▶ Task instructions: In the copy, every record below must appear exactly as given, and no picture may appear.

*-*-*

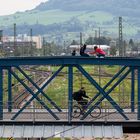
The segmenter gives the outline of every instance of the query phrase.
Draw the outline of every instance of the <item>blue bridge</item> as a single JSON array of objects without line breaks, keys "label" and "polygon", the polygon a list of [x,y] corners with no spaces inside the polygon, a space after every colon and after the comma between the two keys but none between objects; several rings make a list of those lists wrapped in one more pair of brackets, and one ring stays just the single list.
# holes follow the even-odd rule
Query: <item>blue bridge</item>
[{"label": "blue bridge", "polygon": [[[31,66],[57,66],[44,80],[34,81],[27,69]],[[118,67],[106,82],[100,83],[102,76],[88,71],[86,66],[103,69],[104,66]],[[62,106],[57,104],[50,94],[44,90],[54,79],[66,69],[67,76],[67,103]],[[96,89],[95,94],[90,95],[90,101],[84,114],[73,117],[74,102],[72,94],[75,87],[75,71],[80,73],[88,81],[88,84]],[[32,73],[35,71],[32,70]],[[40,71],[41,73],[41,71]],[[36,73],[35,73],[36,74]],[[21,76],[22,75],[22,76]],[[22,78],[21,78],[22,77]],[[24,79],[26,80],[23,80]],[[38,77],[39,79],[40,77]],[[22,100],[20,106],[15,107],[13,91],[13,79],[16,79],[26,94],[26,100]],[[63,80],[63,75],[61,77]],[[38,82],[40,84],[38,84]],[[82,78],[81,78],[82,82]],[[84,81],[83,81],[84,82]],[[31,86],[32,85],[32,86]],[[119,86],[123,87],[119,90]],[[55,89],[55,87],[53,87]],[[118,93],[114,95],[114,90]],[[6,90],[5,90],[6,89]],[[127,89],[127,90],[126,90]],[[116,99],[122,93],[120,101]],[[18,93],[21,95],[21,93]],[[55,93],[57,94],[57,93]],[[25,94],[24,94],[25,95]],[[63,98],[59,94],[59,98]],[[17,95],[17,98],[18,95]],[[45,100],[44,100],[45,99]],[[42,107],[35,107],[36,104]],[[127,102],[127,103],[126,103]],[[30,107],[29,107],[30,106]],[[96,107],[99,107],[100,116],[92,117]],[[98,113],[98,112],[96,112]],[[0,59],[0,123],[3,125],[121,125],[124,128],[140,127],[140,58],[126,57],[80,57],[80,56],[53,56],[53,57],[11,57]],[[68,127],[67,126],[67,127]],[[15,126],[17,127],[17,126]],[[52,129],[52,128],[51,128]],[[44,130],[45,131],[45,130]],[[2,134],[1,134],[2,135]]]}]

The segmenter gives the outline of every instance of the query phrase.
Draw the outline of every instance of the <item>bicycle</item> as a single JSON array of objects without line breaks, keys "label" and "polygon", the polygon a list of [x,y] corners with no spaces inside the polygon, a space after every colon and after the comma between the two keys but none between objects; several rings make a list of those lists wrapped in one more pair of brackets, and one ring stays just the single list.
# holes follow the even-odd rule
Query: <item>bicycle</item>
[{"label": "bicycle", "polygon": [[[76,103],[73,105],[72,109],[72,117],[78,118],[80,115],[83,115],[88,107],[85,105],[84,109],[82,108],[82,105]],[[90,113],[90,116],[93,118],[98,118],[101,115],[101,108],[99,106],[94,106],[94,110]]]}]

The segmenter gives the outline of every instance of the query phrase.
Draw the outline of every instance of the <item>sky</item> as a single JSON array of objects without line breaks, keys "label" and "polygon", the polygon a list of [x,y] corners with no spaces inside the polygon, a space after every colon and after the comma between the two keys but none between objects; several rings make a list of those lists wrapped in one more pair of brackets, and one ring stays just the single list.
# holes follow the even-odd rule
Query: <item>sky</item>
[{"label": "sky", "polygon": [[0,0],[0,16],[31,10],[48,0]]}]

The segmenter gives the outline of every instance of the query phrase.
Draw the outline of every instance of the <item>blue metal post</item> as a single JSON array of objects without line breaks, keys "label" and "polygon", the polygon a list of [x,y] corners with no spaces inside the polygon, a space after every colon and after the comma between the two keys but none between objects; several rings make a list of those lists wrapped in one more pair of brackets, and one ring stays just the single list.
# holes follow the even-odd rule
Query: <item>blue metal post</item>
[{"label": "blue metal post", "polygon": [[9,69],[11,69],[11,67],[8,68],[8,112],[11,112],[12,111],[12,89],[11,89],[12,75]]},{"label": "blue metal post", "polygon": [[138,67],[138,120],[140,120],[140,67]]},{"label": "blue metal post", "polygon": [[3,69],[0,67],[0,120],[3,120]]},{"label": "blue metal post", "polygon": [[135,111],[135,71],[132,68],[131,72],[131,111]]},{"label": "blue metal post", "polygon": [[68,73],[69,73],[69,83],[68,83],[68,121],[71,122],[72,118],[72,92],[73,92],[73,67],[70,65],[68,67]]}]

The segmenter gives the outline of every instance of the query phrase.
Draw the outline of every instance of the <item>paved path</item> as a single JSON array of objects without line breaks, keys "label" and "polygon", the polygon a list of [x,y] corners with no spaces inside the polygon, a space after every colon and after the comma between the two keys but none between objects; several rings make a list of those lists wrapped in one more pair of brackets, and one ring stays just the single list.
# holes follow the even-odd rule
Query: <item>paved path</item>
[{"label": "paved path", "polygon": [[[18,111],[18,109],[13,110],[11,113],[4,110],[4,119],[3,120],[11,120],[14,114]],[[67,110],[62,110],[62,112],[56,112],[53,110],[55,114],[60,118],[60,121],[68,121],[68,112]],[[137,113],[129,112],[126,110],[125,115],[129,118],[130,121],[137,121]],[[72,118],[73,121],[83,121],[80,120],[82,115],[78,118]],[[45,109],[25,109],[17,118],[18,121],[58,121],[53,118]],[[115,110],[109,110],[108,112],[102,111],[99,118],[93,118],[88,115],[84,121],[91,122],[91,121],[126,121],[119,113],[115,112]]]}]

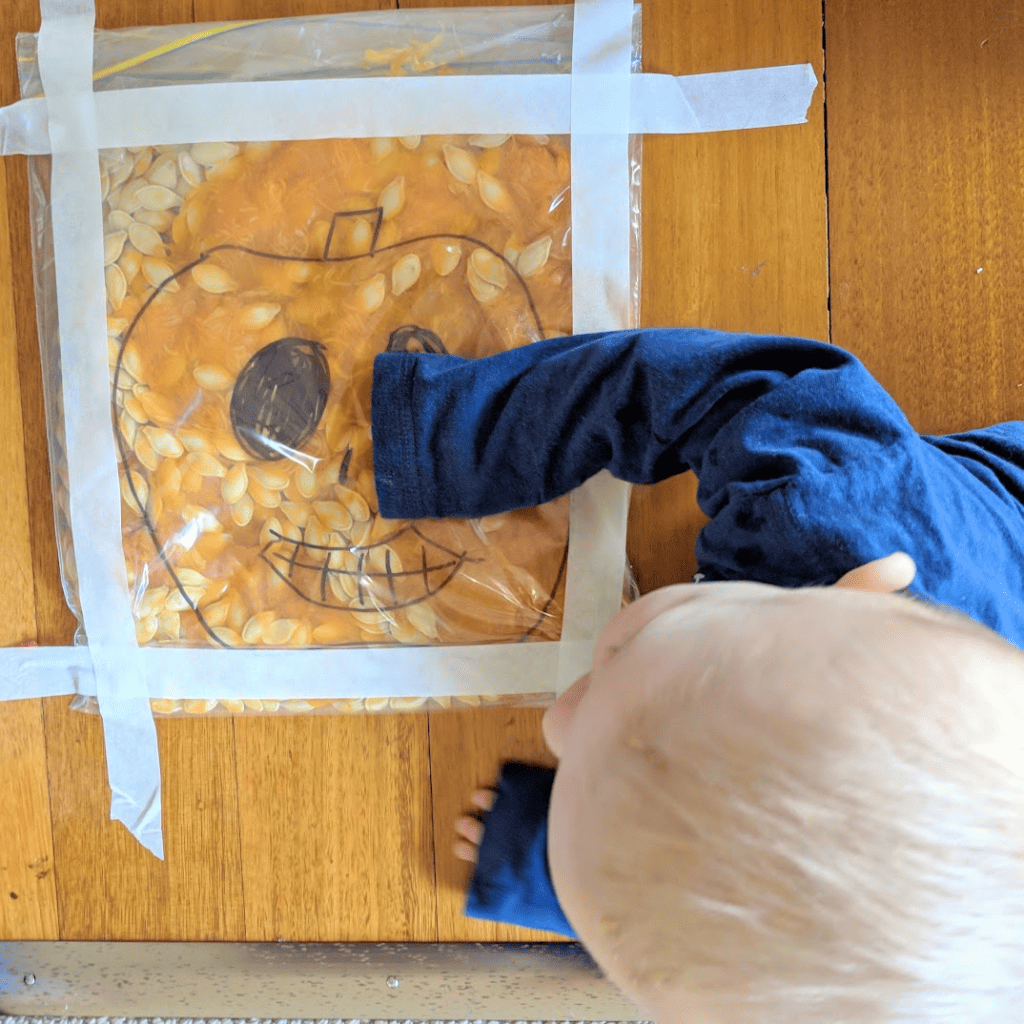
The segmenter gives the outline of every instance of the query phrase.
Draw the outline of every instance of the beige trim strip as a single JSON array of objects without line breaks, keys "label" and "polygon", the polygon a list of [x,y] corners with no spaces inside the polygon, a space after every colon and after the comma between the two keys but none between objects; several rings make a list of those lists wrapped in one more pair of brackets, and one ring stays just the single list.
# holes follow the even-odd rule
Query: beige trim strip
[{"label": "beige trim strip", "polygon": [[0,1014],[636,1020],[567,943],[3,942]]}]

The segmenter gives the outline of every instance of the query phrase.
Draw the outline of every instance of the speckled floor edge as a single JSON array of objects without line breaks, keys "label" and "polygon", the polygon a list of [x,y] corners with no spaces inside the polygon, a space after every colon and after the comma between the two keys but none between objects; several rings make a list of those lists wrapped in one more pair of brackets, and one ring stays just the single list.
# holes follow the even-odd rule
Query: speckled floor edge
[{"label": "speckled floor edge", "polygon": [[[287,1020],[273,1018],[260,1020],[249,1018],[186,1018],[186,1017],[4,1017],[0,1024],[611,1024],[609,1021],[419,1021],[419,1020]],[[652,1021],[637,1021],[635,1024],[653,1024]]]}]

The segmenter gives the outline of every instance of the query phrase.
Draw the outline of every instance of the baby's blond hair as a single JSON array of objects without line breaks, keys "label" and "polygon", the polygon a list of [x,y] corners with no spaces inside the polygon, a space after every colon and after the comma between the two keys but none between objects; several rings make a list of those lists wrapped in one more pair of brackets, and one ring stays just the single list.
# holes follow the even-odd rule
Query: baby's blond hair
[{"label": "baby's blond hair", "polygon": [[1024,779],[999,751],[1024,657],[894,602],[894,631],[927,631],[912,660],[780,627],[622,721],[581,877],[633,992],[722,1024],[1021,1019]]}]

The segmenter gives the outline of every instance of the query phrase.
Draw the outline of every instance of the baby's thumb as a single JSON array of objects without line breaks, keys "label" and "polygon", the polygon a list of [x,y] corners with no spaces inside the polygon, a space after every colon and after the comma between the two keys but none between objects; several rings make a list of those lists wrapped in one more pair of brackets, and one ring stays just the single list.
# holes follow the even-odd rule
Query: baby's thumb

*-*-*

▶ Response:
The segmenter gives the outline of every instance of the query phrase.
Draw the outline of every instance of the <item>blue bridge</item> as a single JSON array of objects without line breaks, keys "label" and "polygon", the polygon a list of [x,y] corners with no spaces inside the polygon, a space after every colon and after the comma between the two keys but none between objects; several rings make a list of those lists wrapped in one more pair of brackets, and one ring stays just the single list.
# holes follow the even-odd rule
Query: <item>blue bridge</item>
[{"label": "blue bridge", "polygon": [[[31,66],[57,66],[44,80],[34,81],[27,69]],[[118,67],[106,82],[100,83],[102,76],[88,71],[86,66],[103,69],[104,66]],[[62,106],[57,104],[50,94],[44,90],[54,79],[66,69],[67,76],[67,103]],[[96,89],[95,94],[90,95],[90,101],[84,114],[73,117],[74,102],[72,94],[75,87],[75,71],[80,73],[88,81],[88,84]],[[32,73],[35,71],[32,70]],[[40,71],[41,73],[41,71]],[[36,73],[35,73],[36,74]],[[21,76],[22,75],[22,76]],[[22,78],[21,78],[22,77]],[[24,79],[26,80],[23,80]],[[38,77],[39,79],[40,77]],[[22,100],[20,106],[15,107],[13,91],[13,79],[16,79],[26,94],[26,100]],[[63,80],[63,75],[61,77]],[[38,82],[40,84],[38,84]],[[82,78],[81,78],[82,82]],[[84,81],[83,81],[84,82]],[[31,86],[32,85],[32,86]],[[119,86],[123,87],[119,90]],[[55,89],[55,87],[53,87]],[[118,93],[114,95],[114,90]],[[6,90],[5,90],[6,89]],[[127,89],[127,90],[126,90]],[[116,99],[122,93],[120,101]],[[18,93],[21,95],[21,93]],[[55,93],[57,94],[57,93]],[[25,94],[24,94],[25,95]],[[63,98],[59,94],[59,98]],[[17,95],[17,98],[18,95]],[[45,100],[44,100],[45,99]],[[42,107],[35,107],[36,104]],[[127,102],[127,103],[126,103]],[[30,107],[29,107],[30,106]],[[96,107],[99,107],[100,116],[92,117]],[[98,113],[98,112],[96,112]],[[0,59],[0,123],[3,125],[121,125],[124,128],[140,127],[140,58],[126,57],[80,57],[80,56],[53,56],[53,57],[11,57]],[[68,127],[67,126],[67,127]],[[15,126],[17,127],[17,126]],[[52,129],[52,128],[51,128]],[[44,130],[45,131],[45,130]],[[2,134],[1,134],[2,135]]]}]

The segmenter gives the outline of every instance of the query phrase.
Draw the outline of every instance of the <item>bicycle</item> as a single JSON array of objects without line breaks, keys "label" and "polygon", the polygon a list of [x,y] corners with no spaces inside the polygon, a space after every colon and after the comma between the two keys but none between objects; several rings make a list of those lists wrapped in one more pair of brackets, and one ring stays just the single list.
# holes follow the even-odd rule
Query: <item>bicycle</item>
[{"label": "bicycle", "polygon": [[[76,103],[73,105],[72,109],[72,117],[78,118],[80,115],[83,115],[88,107],[85,105],[84,109],[82,108],[82,105]],[[90,113],[90,116],[93,118],[98,118],[101,115],[101,108],[99,106],[94,106],[94,110]]]}]

The segmenter gives the outline of every instance of the query phrase.
Draw the outline of every instance of the <item>sky</item> as a single JSON array of objects without line breaks, keys "label" and "polygon", the polygon a list of [x,y] corners with no spaces inside the polygon, a space after every colon and after the comma between the two keys but none between objects; several rings make a list of those lists wrapped in one more pair of brackets, and one ring stays just the single list.
# holes follow the even-odd rule
Query: <item>sky</item>
[{"label": "sky", "polygon": [[0,0],[0,16],[31,10],[48,0]]}]

The segmenter gives the outline of every instance of the query phrase.
Draw the outline of every instance of the <item>blue metal post</item> as a single JSON array of objects without line breaks, keys "label" and "polygon", the polygon a list of [x,y] corners with no spaces inside the polygon, a space after every colon and after the comma between the two keys but none between objects; several rings make a list of those lists wrapped in one more pair of brackets, and one ring stays just the single list.
# holes follow the even-odd rule
Query: <item>blue metal post</item>
[{"label": "blue metal post", "polygon": [[9,69],[11,69],[11,67],[8,68],[8,112],[11,112],[12,111],[12,89],[11,89],[12,75]]},{"label": "blue metal post", "polygon": [[138,67],[138,120],[140,120],[140,67]]},{"label": "blue metal post", "polygon": [[3,69],[0,67],[0,120],[3,120]]},{"label": "blue metal post", "polygon": [[135,111],[135,71],[132,68],[131,72],[131,111]]},{"label": "blue metal post", "polygon": [[68,73],[69,73],[69,83],[68,83],[68,121],[71,122],[72,118],[72,92],[73,92],[73,67],[70,65],[68,67]]}]

The segmenter gives the outline of every instance of the query phrase.
Draw the outline of every instance of the <item>paved path</item> as a single JSON array of objects without line breaks, keys "label" and "polygon", the polygon a list of [x,y] corners with no spaces inside the polygon, a space after every colon and after the comma between the two keys but none between objects; several rings make a list of those lists wrapped in one more pair of brackets, and one ring stays just the single list.
# holes follow the even-odd rule
Query: <item>paved path</item>
[{"label": "paved path", "polygon": [[[18,111],[18,109],[13,110],[11,113],[4,110],[4,119],[3,120],[11,120],[14,114]],[[67,110],[62,110],[62,112],[56,112],[53,110],[55,114],[60,118],[60,121],[68,121],[68,112]],[[137,113],[129,112],[126,110],[125,115],[129,118],[130,121],[137,121]],[[72,118],[73,121],[83,121],[80,120],[82,115],[78,118]],[[45,109],[25,109],[17,118],[18,121],[58,121],[53,118]],[[115,110],[109,110],[108,112],[102,111],[99,118],[93,118],[88,115],[84,121],[91,122],[91,121],[126,121],[119,113],[115,112]]]}]

The segmenter gives the outline of every instance of the query phrase.
Draw the outline of every instance of the beige trim strip as a single JSON array of objects without line breaks, keys "label" and "polygon", the polygon a list of [x,y] corners with no spaces inside the polygon, a space after every colon and after the comma between the two keys but none between objects; several rings make a list of those lists wrapped in one more pair of brackets, and one ring stays just the single list.
# holes follow the even-odd rule
Query: beige trim strip
[{"label": "beige trim strip", "polygon": [[0,1014],[636,1020],[567,943],[3,942]]}]

The segmenter gives the outline of every instance of the query phrase.
Draw the outline of every instance of the speckled floor edge as a single JSON array of objects without line breaks, keys "label" and "polygon", the polygon a list of [x,y] corners with no spaces inside the polygon, a space after every colon and after the comma between the two keys but none between objects; several rings make a list of those lists wrapped in one more pair of brackets, and one ring stays just the single list.
# holes follow the even-odd rule
Query: speckled floor edge
[{"label": "speckled floor edge", "polygon": [[[287,1020],[273,1018],[260,1020],[249,1018],[186,1018],[186,1017],[4,1017],[0,1024],[611,1024],[609,1021],[419,1021],[419,1020]],[[652,1021],[637,1021],[635,1024],[653,1024]]]}]

The segmenter gives the outline of every instance of the query phrase.
Draw the outline of every instance of the baby's blond hair as a single JSON array of objects without line breaks, keys "label" and "polygon", the polygon a list of [x,y] corners with no spaces inside the polygon, a space after every colon and after the comma between the two keys but none between objects; several rings make a list of those lists wrapped in one more pair of brackets, and one ring stays just the single list.
# holes follow the even-odd rule
Query: baby's blond hair
[{"label": "baby's blond hair", "polygon": [[1024,779],[999,751],[1024,657],[894,602],[894,631],[927,631],[912,660],[780,627],[622,721],[581,877],[633,992],[722,1024],[1021,1019]]}]

The segmenter gives the outline of every instance of the query phrase.
Draw the outline of every instance of the baby's thumb as a single JSON array of objects without line breaks, keys "label" and "polygon", the polygon a list of [x,y] corners with no spaces inside the polygon, a space after every colon and after the comma between the two keys but none between objects; several rings make a list of those lists wrapped in one more pair of brackets, and one ring stays just the single list.
# holes follow the even-odd rule
Query: baby's thumb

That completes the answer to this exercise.